Records shown Start Marker
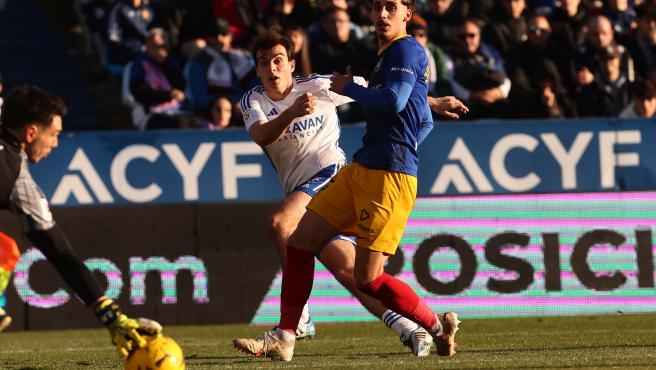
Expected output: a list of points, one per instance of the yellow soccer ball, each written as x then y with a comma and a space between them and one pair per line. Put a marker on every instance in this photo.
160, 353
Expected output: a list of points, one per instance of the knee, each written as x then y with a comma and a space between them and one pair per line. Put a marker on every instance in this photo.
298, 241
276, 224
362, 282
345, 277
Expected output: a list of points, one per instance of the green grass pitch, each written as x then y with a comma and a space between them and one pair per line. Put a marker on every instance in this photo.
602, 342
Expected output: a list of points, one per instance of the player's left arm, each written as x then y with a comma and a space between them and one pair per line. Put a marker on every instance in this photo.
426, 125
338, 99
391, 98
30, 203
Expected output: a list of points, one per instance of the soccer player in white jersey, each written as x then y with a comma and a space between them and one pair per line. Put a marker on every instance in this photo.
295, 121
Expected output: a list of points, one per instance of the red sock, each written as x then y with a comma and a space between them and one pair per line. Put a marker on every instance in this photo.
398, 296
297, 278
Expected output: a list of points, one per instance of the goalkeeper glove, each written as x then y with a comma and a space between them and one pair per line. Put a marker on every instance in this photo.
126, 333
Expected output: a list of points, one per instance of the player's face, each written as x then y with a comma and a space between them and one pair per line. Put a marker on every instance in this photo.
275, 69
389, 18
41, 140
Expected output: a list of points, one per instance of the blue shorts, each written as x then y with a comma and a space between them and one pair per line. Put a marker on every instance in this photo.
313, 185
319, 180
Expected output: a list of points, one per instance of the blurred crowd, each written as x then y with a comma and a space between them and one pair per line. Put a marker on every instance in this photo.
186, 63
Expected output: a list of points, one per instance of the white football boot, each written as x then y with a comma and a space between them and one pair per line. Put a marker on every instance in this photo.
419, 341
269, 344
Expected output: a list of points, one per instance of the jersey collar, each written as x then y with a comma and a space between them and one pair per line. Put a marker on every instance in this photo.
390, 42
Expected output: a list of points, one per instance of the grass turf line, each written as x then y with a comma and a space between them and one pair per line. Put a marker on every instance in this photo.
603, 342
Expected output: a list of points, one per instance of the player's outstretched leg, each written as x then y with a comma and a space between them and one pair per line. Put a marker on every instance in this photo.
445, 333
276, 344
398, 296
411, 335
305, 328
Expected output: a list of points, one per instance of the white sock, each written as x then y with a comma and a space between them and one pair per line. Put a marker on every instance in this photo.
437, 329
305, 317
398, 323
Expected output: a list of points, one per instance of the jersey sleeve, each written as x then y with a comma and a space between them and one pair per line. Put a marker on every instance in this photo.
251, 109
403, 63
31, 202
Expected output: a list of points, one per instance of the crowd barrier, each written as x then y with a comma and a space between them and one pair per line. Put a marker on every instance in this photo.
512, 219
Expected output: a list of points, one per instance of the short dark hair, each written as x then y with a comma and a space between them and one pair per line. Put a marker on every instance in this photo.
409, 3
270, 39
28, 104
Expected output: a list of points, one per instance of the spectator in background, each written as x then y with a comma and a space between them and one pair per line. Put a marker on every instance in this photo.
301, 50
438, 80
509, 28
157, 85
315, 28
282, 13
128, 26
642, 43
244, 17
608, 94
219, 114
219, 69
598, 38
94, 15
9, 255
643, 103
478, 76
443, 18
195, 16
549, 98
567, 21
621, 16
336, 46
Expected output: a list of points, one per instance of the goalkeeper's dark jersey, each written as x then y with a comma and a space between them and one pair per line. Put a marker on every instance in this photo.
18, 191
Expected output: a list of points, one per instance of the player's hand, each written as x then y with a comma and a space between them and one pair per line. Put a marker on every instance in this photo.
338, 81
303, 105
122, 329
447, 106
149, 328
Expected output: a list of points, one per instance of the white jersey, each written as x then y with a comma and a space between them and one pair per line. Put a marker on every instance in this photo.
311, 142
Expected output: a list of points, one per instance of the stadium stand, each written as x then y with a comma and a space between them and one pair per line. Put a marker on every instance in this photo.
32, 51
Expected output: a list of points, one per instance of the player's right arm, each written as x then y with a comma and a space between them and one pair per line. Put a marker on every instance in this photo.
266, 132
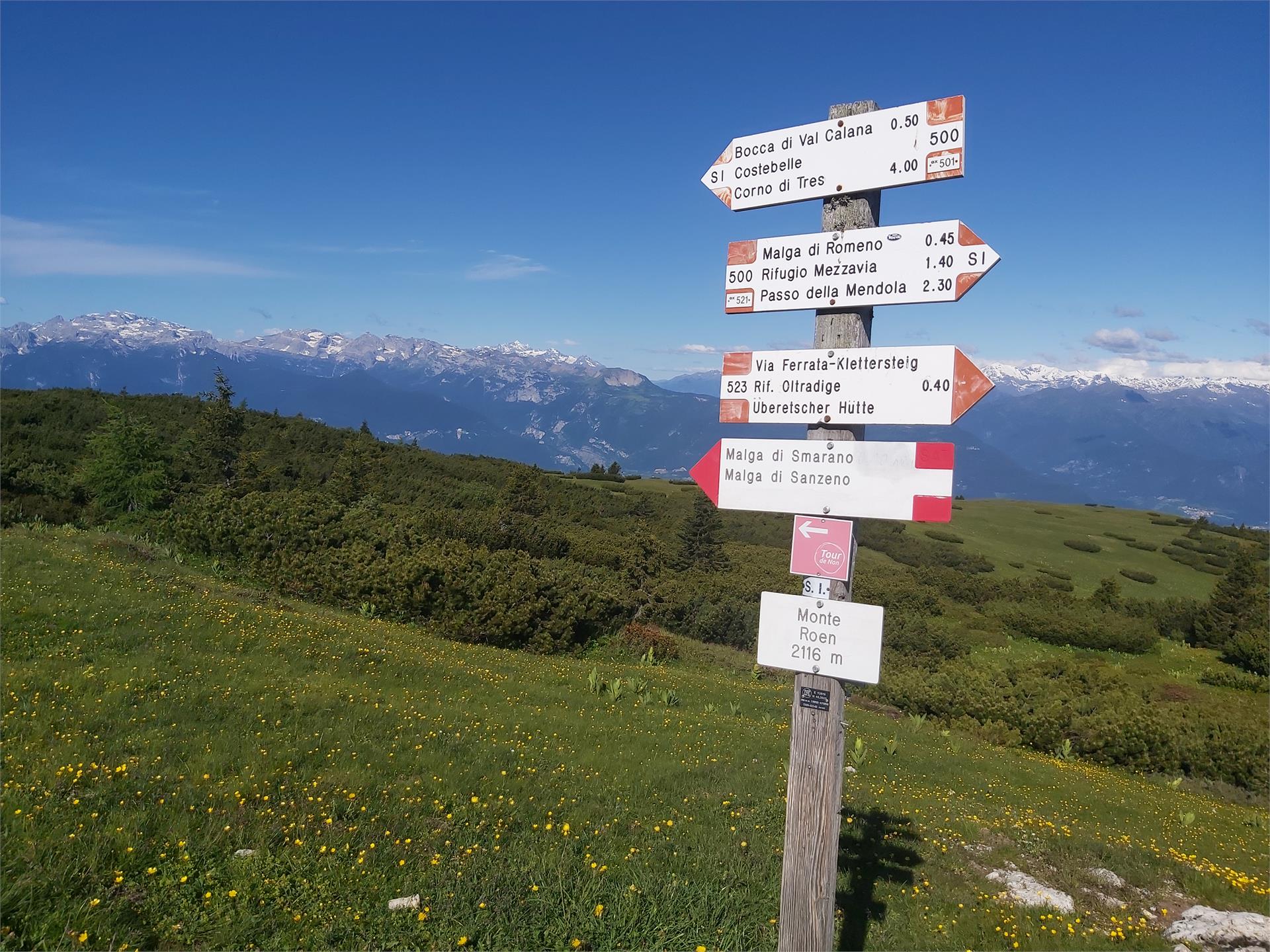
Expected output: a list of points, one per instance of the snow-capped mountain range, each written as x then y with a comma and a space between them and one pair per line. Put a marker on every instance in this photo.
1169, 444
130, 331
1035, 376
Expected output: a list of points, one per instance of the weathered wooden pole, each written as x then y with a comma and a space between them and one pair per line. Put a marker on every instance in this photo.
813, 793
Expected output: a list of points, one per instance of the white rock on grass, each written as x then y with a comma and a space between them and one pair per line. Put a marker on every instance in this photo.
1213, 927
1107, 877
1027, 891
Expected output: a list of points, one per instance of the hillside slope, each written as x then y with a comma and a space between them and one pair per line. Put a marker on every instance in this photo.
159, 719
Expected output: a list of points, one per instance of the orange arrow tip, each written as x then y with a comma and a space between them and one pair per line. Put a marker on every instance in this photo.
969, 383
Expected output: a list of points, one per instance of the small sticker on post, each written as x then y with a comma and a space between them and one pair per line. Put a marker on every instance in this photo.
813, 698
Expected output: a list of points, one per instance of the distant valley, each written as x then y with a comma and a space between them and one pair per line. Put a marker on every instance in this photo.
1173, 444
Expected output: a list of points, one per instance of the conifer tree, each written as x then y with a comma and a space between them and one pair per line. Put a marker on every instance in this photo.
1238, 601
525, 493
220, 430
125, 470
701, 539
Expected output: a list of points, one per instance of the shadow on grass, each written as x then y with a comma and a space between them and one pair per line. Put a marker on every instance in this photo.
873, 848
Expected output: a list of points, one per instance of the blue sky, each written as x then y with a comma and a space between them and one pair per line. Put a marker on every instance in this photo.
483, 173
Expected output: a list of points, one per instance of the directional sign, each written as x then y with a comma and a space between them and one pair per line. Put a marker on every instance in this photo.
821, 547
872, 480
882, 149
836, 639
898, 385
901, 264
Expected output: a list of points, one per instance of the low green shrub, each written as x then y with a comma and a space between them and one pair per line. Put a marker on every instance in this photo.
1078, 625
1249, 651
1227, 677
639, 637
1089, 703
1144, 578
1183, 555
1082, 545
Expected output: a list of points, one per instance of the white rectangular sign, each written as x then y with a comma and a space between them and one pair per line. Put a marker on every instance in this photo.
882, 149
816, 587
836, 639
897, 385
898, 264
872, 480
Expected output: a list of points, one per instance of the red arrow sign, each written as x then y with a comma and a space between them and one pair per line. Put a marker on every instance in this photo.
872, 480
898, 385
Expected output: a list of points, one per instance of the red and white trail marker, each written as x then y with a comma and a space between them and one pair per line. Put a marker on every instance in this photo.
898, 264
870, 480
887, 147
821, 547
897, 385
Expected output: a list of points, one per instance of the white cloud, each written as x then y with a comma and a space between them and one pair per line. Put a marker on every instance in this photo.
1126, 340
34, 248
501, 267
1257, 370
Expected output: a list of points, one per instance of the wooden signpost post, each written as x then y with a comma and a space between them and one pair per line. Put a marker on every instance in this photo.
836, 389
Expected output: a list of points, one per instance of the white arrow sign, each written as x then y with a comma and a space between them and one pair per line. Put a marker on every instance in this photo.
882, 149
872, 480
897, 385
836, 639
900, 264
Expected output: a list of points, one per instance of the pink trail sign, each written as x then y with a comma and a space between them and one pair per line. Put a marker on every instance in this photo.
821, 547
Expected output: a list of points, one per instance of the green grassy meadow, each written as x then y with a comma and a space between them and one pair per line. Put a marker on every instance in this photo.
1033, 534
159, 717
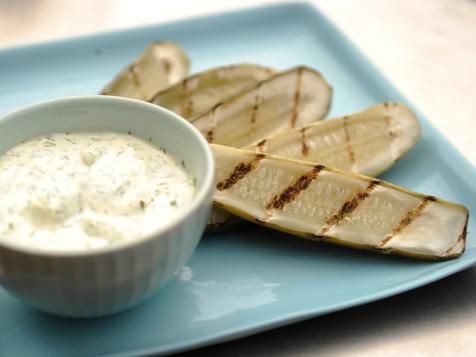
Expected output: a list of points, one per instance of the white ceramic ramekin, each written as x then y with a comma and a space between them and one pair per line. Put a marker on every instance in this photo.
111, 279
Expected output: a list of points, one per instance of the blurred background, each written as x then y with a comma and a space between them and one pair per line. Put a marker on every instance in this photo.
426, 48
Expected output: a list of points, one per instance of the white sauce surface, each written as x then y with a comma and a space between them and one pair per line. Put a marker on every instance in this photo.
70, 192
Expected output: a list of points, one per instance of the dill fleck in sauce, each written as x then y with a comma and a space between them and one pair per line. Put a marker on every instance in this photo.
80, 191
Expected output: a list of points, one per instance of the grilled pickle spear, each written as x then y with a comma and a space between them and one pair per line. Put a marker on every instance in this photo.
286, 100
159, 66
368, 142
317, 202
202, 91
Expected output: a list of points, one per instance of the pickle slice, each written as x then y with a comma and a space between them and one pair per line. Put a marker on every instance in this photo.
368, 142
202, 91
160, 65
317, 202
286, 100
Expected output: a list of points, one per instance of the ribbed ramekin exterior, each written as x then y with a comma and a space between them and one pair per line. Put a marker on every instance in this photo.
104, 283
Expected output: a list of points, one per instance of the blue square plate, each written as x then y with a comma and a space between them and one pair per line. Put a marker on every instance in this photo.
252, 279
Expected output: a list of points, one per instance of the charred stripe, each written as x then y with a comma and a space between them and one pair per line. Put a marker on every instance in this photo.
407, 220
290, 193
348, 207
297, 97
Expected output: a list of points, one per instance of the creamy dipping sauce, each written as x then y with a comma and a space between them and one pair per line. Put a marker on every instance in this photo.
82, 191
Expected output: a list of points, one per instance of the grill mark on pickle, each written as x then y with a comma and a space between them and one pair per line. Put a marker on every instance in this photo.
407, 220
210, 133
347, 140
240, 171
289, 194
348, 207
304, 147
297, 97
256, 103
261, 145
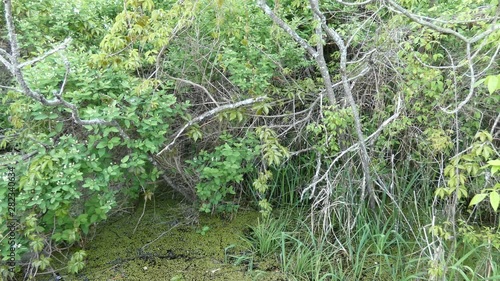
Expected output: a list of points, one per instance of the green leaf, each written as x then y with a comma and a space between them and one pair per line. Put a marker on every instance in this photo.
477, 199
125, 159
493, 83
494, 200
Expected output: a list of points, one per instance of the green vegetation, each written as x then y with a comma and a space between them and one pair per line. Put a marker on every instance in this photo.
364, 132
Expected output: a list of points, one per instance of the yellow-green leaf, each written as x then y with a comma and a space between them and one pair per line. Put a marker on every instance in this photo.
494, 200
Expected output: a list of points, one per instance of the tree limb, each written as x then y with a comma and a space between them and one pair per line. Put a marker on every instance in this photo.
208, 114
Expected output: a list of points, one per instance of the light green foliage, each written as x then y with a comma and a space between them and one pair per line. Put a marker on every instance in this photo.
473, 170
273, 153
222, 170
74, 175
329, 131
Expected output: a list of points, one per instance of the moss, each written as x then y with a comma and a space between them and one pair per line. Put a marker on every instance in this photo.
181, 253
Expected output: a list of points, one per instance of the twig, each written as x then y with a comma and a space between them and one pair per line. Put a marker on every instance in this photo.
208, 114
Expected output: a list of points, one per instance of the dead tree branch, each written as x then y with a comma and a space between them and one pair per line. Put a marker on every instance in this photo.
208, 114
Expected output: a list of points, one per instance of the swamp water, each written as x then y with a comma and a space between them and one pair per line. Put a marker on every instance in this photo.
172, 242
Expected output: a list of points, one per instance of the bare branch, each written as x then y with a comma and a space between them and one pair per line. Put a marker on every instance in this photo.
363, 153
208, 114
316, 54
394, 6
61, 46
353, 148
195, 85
Records shown End Marker
Exercise details >>
Starting at the line that contains "of the swamp", return every line through the last one above, exactly as written.

Answer for the task >>
Expected output: a list of points, one per instance of the swamp water, each written as x then y with a comma and a space between them and one pair per line. Put a marker on every instance in this photo.
172, 242
Expected output: a list of points, one per instance of the bare branch, each written as x then y with a comma and a space between them and one pair per line. Put a marker on every instance in this photo.
363, 153
208, 114
316, 54
394, 6
61, 46
353, 148
195, 85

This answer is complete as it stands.